GOALS |
- a) Transcribe the stretch of the passage about Chronicles Magazine from "Edited by Dr." through "the public square.".
- b) Decide whether each statement agrees with the passage about Chronicles Magazine, answering yes or no and quoting the words that settle it: (i) Chronicles can be read online as well as in print. (ii) Paul Gottfried edits the magazine. (iii) The magazine's "Remembering" series began late last year.

EXCERPT TO READ |
* begin *
On various occasions I’ve made references to Chronicles Magazine and cited articles printed in it. Remarkably, Chronicles is the only print magazine of stature (it is also online) in America which has represented and aired traditionalist conservative viewpoints, in depth and intelligently, now for forty-four years.
Edited by Dr. Paul Gottfried (Raffensperger Professor of Humanities, Emeritus, Elizabethtown College), the magazine includes some of the finest writers of the Old or Traditionalist conservative persuasion in the Anglosphere. And recently, Chronicles, which has been consistently favorable to the heritage and traditions of the South, has published even more quality essays by and on Southerners. Early this year the magazine inaugurated a series –“Remembering….”—which undertakes to recover the thinking and wisdom of various writers, many of them from the South, who contributed mightily to American history and culture, but who, largely due to the dominance nationally of the anti-Southern Neoconservatives, have been neglected or exiled from the public square.
* end *
EXTRACTED INFORMATION |
* begin *
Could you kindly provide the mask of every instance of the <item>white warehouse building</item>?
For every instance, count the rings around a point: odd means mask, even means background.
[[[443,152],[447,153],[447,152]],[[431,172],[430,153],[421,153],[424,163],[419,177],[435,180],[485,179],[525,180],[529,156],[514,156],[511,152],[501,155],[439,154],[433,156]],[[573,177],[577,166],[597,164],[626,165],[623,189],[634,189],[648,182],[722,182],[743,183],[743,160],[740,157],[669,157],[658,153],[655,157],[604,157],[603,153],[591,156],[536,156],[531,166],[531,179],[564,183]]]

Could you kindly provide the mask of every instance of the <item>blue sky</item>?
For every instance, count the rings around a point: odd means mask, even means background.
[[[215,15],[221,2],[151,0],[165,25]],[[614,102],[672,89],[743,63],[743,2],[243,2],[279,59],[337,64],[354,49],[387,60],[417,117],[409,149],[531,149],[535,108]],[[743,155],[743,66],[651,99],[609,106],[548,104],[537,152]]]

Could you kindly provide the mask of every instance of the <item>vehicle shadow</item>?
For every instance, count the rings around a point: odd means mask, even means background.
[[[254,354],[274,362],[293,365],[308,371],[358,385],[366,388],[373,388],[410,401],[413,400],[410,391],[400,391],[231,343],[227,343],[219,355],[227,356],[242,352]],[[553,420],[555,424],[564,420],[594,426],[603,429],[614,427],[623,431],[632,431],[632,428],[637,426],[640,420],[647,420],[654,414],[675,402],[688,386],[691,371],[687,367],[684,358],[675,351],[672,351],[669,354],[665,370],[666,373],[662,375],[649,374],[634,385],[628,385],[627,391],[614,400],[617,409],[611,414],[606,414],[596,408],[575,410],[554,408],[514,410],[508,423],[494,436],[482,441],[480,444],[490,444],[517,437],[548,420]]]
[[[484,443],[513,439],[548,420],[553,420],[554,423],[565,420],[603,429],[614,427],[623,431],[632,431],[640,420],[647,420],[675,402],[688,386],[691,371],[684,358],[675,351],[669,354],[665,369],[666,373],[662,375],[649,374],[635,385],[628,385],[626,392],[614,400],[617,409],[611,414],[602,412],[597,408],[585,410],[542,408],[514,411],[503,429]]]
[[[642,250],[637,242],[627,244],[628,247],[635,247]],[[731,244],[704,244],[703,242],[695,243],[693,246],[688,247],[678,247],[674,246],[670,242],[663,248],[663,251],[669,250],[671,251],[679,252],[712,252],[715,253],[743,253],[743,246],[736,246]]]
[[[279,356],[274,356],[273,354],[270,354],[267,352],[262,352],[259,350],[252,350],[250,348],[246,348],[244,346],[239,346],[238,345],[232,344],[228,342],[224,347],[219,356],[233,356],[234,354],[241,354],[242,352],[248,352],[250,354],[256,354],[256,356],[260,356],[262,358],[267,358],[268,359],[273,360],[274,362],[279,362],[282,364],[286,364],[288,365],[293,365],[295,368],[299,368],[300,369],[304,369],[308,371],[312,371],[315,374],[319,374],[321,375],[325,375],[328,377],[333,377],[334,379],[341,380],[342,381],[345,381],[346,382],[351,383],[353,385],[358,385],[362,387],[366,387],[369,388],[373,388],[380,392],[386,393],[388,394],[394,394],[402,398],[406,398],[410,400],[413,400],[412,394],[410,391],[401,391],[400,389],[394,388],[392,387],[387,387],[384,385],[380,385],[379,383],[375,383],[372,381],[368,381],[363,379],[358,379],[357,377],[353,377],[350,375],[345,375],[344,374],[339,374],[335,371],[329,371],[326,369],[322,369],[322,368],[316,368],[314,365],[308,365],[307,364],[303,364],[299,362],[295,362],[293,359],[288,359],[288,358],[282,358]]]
* end *
RESPONSES BY TASK |
- a)
Edited by Dr. Paul Gottfried (Raffensperger Professor of Humanities, Emeritus, Elizabethtown College), the magazine includes some of the finest writers of the Old or Traditionalist conservative persuasion in the Anglosphere. And recently, Chronicles, which has been consistently favorable to the heritage and traditions of the South, has published even more quality essays by and on Southerners. Early this year the magazine inaugurated a series –“Remembering….”—which undertakes to recover the thinking and wisdom of various writers, many of them from the South, who contributed mightily to American history and culture, but who, largely due to the dominance nationally of the anti-Southern Neoconservatives, have been neglected or exiled from the public square.

- b)
(i) Yes: "it is also online"
(ii) Yes: "Edited by Dr. Paul Gottfried"
(iii) No: "Early this year the magazine inaugurated a series"